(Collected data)
____

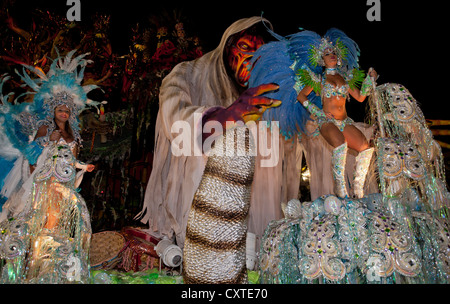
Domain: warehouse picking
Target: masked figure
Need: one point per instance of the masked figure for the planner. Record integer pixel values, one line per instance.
(214, 88)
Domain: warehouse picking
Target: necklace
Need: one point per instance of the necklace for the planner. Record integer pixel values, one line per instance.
(331, 71)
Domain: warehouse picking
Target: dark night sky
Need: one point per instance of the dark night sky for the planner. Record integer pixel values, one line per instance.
(404, 47)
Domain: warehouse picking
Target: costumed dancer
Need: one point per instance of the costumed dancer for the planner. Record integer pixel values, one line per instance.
(213, 87)
(399, 235)
(46, 228)
(324, 72)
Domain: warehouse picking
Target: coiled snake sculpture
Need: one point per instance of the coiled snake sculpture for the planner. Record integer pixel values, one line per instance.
(215, 246)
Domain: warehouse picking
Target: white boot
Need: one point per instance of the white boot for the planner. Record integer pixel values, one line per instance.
(338, 161)
(362, 166)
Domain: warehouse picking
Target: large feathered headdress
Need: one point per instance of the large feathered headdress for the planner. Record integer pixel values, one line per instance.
(61, 85)
(294, 62)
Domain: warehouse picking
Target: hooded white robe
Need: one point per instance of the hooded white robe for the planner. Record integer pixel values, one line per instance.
(191, 89)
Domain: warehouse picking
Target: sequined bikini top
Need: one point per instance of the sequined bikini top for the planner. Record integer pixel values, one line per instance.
(59, 163)
(329, 90)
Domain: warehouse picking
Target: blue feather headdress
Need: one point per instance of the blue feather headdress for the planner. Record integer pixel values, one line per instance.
(61, 85)
(294, 62)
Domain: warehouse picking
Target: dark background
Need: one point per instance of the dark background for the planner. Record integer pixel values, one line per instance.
(406, 46)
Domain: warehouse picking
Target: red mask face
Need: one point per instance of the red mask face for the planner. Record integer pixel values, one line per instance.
(240, 54)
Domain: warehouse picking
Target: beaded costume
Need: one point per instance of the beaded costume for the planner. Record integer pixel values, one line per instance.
(45, 224)
(399, 235)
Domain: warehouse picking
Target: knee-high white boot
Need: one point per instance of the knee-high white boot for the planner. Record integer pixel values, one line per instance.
(338, 161)
(362, 166)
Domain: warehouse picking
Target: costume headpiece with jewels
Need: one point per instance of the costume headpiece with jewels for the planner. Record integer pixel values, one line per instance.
(61, 85)
(296, 61)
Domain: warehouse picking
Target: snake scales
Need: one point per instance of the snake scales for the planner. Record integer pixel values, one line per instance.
(214, 250)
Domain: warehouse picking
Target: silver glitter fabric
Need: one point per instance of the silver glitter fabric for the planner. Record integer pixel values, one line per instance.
(400, 235)
(214, 251)
(49, 242)
(338, 161)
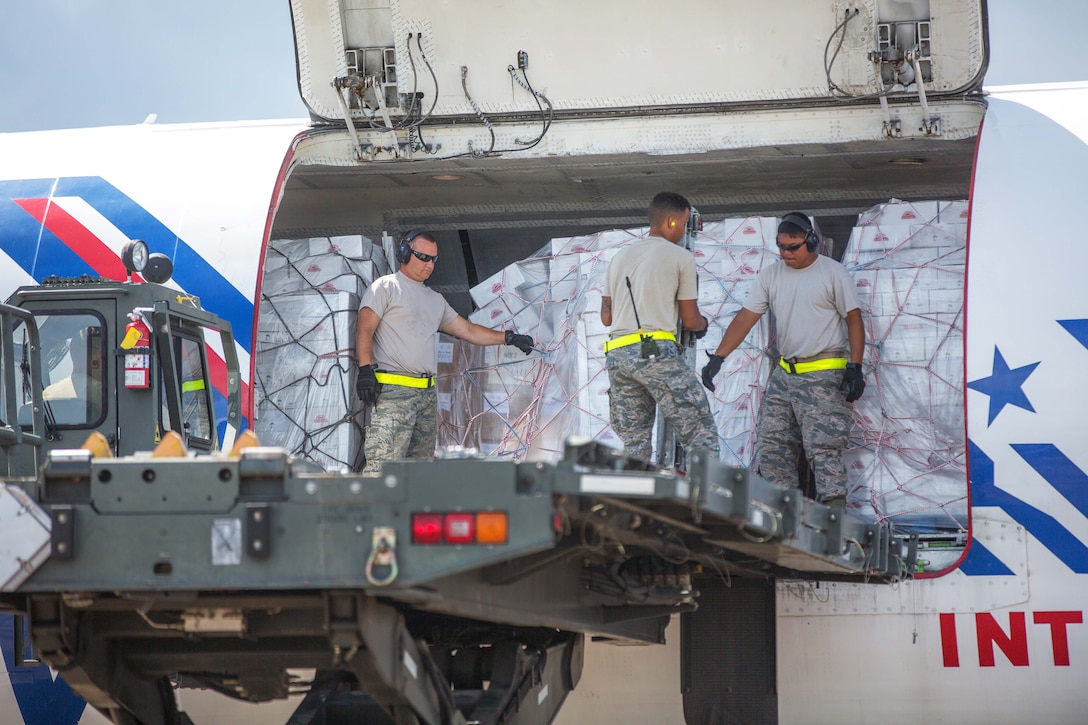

____

What is needed:
Identify every line of the records that contains the string "with", and copy each of those lines. Case counts.

Solution to this task:
Target: costume headpiece with jewels
Need: one point per instance of the costume headpiece with jewels for the planner. Record integer pixel values, one line per instance.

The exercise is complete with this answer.